Referring expression data
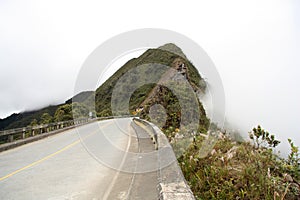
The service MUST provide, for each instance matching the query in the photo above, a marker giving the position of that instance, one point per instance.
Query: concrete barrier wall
(171, 182)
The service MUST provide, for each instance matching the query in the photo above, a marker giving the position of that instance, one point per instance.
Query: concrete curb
(171, 182)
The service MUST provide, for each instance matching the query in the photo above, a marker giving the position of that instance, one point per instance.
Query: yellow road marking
(49, 156)
(39, 161)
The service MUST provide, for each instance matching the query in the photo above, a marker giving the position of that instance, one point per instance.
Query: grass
(239, 170)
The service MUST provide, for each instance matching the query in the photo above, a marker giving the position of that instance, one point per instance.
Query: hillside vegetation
(232, 170)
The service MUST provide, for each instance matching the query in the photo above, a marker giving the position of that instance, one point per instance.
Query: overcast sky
(254, 44)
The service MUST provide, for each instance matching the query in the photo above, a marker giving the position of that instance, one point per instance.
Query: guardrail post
(11, 138)
(23, 133)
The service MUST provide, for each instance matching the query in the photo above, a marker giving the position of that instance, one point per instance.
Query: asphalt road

### EXERCISE OBJECTIVE:
Leave out the images and copy every record above exactly.

### RESPONSE AREA:
The service MUST provide, for each instance matching the query in the photo above, a marker giving the position of that instance, one point per instance.
Query: concrete barrier wall
(171, 182)
The service MUST provide, for each instance matching the query in the photo above, a marker giving the position of that instance, one point per instance.
Query: concrete curb
(171, 182)
The service MUST provide, for each instance matching the query in the photo above, a marker giving the position of that instance, one point per instance.
Query: yellow road marking
(49, 156)
(39, 161)
The service MUST provide, for each instance matching the query in the photo above, a marker giving the position of that instance, one point per instance.
Query: grass
(239, 170)
The service MUST provide, for each instance matching the query in the photo above, a marker giving the position of that instance, one point per instance.
Query: hillside vegetation
(232, 170)
The service MUST provide, for each instance matching the query in the photo above, a marker giving the position of that instance, one point per instance.
Query: overcast sky
(254, 44)
The service MUST provide, for each instance matching the query in the photo above, a marker giving the position of that instance, one point per instance.
Query: guardrail post
(11, 138)
(23, 133)
The service MUST provide, for each instance matching the query in the photo above, a marker giving the position of that instance, one point per instance.
Query: asphalt road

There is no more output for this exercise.